- [Texto escolhido]

Acórdão do Tribunal da Relação de Coimbra
Processo:
4151/05
Nº Convencional: JTRC
Relator: ARTUR DIAS
Descritores: PROVIDÊNCIA CAUTELAR
RESTITUIÇÃO PROVISÓRIA DE POSSE
REQUISITO DA VIOLÊNCIA
Data do Acordão: 02/07/2006
Votação: UNANIMIDADE
Tribunal Recurso: TRIBUNAL JUDICIAL DE POMBAL - 3º JUÍZO
Texto Integral: S
Meio Processual: AGRAVO
Decisão: CONFIRMADA
Legislação Nacional: ARTºS 393º A 395º DO CPC, E 1261º, Nº2, DO C. CIV. .
Sumário: I – Nos termos do artº 393º do CPC, disposição legal que, com as seguintes, adjectiva a norma substantiva do artº 1279º do C. Civ., no caso de esbulho violento pode o possuidor pedir que seja restituído provisoriamente à sua posse, alegando os factos que constituem a posse, o esbulho e a violência .
II – Nos termos do artº 1261º, nº2, do C. Civ., considera-se violenta a posse quando, para obtê-la, o possuidor usou de coacção física ou de coacção moral nos termos do artº 255º.

III - A violência, para efeitos de restituição provisória da posse, tanto pode incidir sobre as pessoas como sobre as coisas. Mas a violência sobre as coisas, para relevar em termos de restituição provisória de posse, terá de ter reflexos, ainda que indirectos, como forma de intimidação, sobre as pessoas .

Decisão Texto Integral:
Acordam na 3ª Secção Cível do Tribunal da Relação de Coimbra:


1. RELATÓRIO
A... e esposa, B... intentaram procedimento cautelar contra C... e esposa, D..., pedindo o decretamento da providência cautelar de restituição provisória da posse relativamente a uma faixa de terreno que identificaram.
Alegaram, em síntese, que sempre utilizaram tal faixa de terreno para aceder a um prédio de que são proprietários, na convicção de serem titulares de uma servidão de passagem; e que os requeridos mediante agressões físicas e ameaças, impedem o uso da indicada servidão, tendo mesmo colocado no respectivo leito silos, gruas e blocos de betão que impossibilitam a passagem de quaisquer máquinas agrícolas.
Foram inquiridas as testemunhas arroladas pelos requerentes, após o que foi decretada a providência cautelar requerida.
Citados os requeridos, foi por eles deduzida oposição em que impugnaram a factualidade alegada pelos requerentes, nomeadamente no que concerne ao seu invocado direito de servidão e à violência do esbulho.
Realizada a audiência final, foi proferida a decisão certificada de fls. 3 a 9, confirmando a providência já decretada.
Irresignados, os requeridos interpuseram recurso que foi admitido como agravo, com subida imediata, em separado e com efeito meramente devolutivo.
Na alegação apresentada, em que pedem a revogação da decisão recorrida e a sua substituição por outra que indefira a providência cautelar, os agravantes formularam as conclusões seguintes:
1 – O presente recurso vem interposto da sentença que julgou procedente a providência cautelar de restituição provisória da posse interposta pelos recorridos.
2 – No entender dos recorrentes, não se verificou no caso sub judice, o requisito da violência, pelo que a providência deveria ter sido indeferida.

- [Dados fornecidos]
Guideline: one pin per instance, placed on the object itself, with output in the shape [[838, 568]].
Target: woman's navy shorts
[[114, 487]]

- [O que fazer] Escreva a continuação do acórdão sobre a restituição provisória de posse, começando logo depois da última frase apresentada.

- [Resultado da tarefa]
3 – Considerou o Tribunal a quo, ter-se verificado violência sobre as coisas, sendo relevante por ter reflexos sobre as pessoas, como forma de intimidação,
4 – Mais sustentando que, “ se a violência contra as coisas pode funcionar como intimidação, ou seja, como coacção moral, nos termos do artº 255º do Código Civil, também pode funcionar como coacção física”.
5 – Assim, entendeu o Tribunal a quo, que no caso de esbulho violento, “haverá coacção física quando os possuidores são fisicamente impedidos de exercer os actos característicos da posse sendo colocados perante uma situação de vis absoluta, que torna a sua vontade perfeitamente irrelevante”,
6 – Considerando estar verificado o requisito da violência no esbulho, sob a forma de coacção física, pelo facto dos recorrentes terem colocado gruas, blocos de cimento e outros objectos, na faixa de terreno usada como passagem pelos recorridos, para o seu prédio.
7 – É vasta a jurisprudência no sentido da negação da violência sobre as coisas como forma de violência no esbulho, e por isso, da sua inadmissibilidade
como pressuposto da restituição provisória da posse ( vide Ac. RL, de 9.10.1981, in BMJ, 315º-320; Ac. RL, de 10.11.1987, in BMJ, 371º-542; Ac. RE. de 26.9.1996 in Col. Jur. 1996, 4º-281).
8 – Considera-se que só contra as pessoas e não contra as coisas é possível usar, como resulta do nº 2 do artº 1261º do Código Civil, de coacção física ou moral.
9 – A sentença relativa ao caso em apreço, afastou a existência de violência exercida directamente contra os recorridos, pelo que deveria, sem mais, ter julgado improcedente a providência por eles interposta.
10 – Por outro lado, a mera deslocação de objectos para a faixa de terreno usada pelos recorridos como passagem para o seu prédio – para mais ocupando, como se provou, apenas parte desse terreno –, não configura qualquer violência sobre as coisas.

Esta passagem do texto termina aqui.